* What the task asks
Print the records exactly as given.

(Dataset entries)
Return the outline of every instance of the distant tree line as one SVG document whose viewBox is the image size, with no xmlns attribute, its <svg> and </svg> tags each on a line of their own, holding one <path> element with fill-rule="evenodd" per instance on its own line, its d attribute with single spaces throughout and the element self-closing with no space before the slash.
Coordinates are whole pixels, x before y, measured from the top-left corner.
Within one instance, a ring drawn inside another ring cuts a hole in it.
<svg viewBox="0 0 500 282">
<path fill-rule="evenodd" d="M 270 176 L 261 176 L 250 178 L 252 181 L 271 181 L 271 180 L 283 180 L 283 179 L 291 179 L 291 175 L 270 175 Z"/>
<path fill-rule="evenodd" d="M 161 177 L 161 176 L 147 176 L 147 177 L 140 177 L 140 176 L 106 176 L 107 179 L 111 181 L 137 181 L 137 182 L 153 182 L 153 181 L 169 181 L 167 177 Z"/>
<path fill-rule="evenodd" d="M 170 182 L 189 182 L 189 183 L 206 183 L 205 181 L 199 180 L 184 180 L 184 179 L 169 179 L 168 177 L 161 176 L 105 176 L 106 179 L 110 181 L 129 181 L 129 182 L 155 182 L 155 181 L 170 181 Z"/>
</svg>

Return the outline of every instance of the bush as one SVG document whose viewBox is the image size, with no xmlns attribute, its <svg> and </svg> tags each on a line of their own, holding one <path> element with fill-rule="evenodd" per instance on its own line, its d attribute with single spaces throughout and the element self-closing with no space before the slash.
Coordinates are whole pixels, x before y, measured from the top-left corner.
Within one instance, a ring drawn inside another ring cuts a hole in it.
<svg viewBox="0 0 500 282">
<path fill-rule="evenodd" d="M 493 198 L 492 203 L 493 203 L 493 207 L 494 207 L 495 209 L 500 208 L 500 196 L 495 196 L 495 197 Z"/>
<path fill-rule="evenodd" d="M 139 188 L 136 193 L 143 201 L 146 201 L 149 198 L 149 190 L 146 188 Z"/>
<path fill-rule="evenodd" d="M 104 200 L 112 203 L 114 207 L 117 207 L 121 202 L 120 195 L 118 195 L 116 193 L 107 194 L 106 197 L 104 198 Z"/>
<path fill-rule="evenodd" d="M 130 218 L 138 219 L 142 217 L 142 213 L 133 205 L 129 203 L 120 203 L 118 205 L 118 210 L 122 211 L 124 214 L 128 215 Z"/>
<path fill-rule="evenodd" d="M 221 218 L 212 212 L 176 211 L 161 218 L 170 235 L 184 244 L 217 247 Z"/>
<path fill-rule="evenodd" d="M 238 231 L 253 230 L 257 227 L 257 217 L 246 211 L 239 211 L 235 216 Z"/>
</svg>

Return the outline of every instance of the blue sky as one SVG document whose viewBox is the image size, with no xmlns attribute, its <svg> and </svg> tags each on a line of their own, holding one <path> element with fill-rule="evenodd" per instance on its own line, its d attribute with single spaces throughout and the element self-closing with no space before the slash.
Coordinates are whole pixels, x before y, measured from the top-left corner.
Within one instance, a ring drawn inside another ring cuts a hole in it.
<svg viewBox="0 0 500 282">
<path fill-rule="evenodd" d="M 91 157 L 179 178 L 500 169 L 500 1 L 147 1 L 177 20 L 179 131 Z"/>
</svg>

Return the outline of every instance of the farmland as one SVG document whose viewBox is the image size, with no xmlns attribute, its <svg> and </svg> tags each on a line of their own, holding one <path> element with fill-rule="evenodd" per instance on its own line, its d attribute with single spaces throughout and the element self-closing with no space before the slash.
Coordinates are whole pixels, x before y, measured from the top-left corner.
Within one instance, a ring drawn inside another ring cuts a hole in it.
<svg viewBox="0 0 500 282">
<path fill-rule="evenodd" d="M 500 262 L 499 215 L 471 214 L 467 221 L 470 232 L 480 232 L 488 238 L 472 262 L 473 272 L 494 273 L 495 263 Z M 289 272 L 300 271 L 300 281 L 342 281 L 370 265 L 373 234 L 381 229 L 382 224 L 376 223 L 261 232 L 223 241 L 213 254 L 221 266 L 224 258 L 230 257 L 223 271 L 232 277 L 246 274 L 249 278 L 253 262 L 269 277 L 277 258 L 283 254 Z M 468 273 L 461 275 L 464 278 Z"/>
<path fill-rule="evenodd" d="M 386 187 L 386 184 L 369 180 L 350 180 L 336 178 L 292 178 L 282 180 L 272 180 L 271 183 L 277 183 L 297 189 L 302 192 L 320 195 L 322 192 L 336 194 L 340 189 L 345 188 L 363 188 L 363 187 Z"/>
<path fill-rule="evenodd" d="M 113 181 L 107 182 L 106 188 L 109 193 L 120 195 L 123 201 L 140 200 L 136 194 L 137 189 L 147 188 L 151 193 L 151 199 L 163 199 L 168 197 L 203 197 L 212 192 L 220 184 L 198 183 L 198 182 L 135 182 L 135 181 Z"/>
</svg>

* Solution
Return the outline of every instance of the distant tree line as one SVG document whose viewBox is the image size, with no xmlns attribute, its <svg> and </svg> tags each on a line of their own, holding one <path> element with fill-rule="evenodd" per instance on its own line, its d attribute with single spaces throughout and the element self-closing with no space before the slash.
Coordinates are whole pixels, x before y, measured from the top-left corner.
Within one instance, a ring drawn inside another ring cuts a hole in it.
<svg viewBox="0 0 500 282">
<path fill-rule="evenodd" d="M 270 176 L 261 176 L 250 178 L 252 181 L 271 181 L 271 180 L 283 180 L 283 179 L 291 179 L 291 175 L 270 175 Z"/>
<path fill-rule="evenodd" d="M 161 177 L 161 176 L 147 176 L 147 177 L 140 177 L 140 176 L 106 176 L 107 179 L 111 181 L 137 181 L 137 182 L 153 182 L 153 181 L 169 181 L 167 177 Z"/>
<path fill-rule="evenodd" d="M 170 182 L 189 182 L 189 183 L 206 183 L 205 181 L 199 180 L 184 180 L 184 179 L 169 179 L 168 177 L 161 176 L 105 176 L 106 179 L 110 181 L 129 181 L 129 182 L 155 182 L 155 181 L 170 181 Z"/>
</svg>

Return the outline of every instance of the bush as one SVG document whose viewBox is the image size, with no xmlns attribute, its <svg> and </svg> tags each on a line of their own, holding one <path> element with fill-rule="evenodd" per instance on its own line, its d attribute with single spaces throughout and the element self-closing with no space before the slash.
Coordinates are whole pixels, x before y, measured from the top-left corner.
Within one instance, a ring drawn inside another ring cuts a hole in it.
<svg viewBox="0 0 500 282">
<path fill-rule="evenodd" d="M 493 198 L 492 203 L 493 203 L 493 207 L 494 207 L 495 209 L 500 208 L 500 196 L 495 196 L 495 197 Z"/>
<path fill-rule="evenodd" d="M 139 188 L 136 193 L 143 201 L 146 201 L 149 198 L 149 190 L 146 188 Z"/>
<path fill-rule="evenodd" d="M 104 200 L 112 203 L 114 207 L 117 207 L 121 202 L 120 195 L 118 195 L 116 193 L 107 194 L 106 197 L 104 198 Z"/>
<path fill-rule="evenodd" d="M 130 218 L 138 219 L 142 217 L 142 213 L 133 205 L 129 203 L 120 203 L 118 205 L 118 210 L 122 211 L 124 214 L 128 215 Z"/>
<path fill-rule="evenodd" d="M 221 218 L 212 212 L 176 211 L 161 218 L 170 235 L 184 244 L 217 247 Z"/>
<path fill-rule="evenodd" d="M 238 231 L 253 230 L 257 227 L 257 217 L 246 211 L 239 211 L 235 216 Z"/>
</svg>

Return the outline of every instance of the blue sky as one SVG document whose viewBox is the image size, with no xmlns attribute, its <svg> and </svg> tags each on a line of their own, holding one <path> element with fill-rule="evenodd" per instance on its own line, its d attribute with single spaces throughout and the element self-closing with no space before the slash.
Coordinates are whole pixels, x before y, measured from the top-left corner.
Within one instance, a ring drawn inside another ring cuts a hole in it.
<svg viewBox="0 0 500 282">
<path fill-rule="evenodd" d="M 91 157 L 179 178 L 500 169 L 500 1 L 147 1 L 177 20 L 179 131 Z"/>
</svg>

Return the outline of every instance of the farmland as one SVG document whose viewBox is the image size, with no xmlns attribute, its <svg> and </svg> tags each on a line of their own, holding one <path> element with fill-rule="evenodd" per instance on its own line, its d attribute with single spaces throughout and the element self-closing with no space before the slash.
Coordinates are whole pixels, x before y, measured from the top-left corner.
Within one instance, a ring drawn inside another ring cuts a hole in it.
<svg viewBox="0 0 500 282">
<path fill-rule="evenodd" d="M 500 262 L 499 215 L 471 214 L 467 221 L 470 232 L 480 232 L 488 238 L 472 262 L 473 272 L 494 273 L 495 263 Z M 289 272 L 300 271 L 300 281 L 342 281 L 370 265 L 373 234 L 381 229 L 382 224 L 376 223 L 261 232 L 223 241 L 213 254 L 221 266 L 224 258 L 230 257 L 223 271 L 232 277 L 246 274 L 249 278 L 253 262 L 269 277 L 277 258 L 283 254 Z M 468 273 L 461 275 L 464 278 Z"/>
<path fill-rule="evenodd" d="M 386 187 L 386 184 L 369 180 L 350 180 L 336 178 L 292 178 L 282 180 L 272 180 L 271 183 L 277 183 L 297 189 L 302 192 L 320 195 L 322 192 L 336 194 L 340 189 L 345 188 L 363 188 L 363 187 Z"/>
<path fill-rule="evenodd" d="M 113 181 L 107 182 L 106 188 L 109 193 L 120 195 L 123 201 L 140 200 L 136 194 L 137 189 L 147 188 L 151 193 L 151 199 L 163 199 L 168 197 L 203 197 L 212 192 L 220 184 L 198 183 L 198 182 L 135 182 L 135 181 Z"/>
</svg>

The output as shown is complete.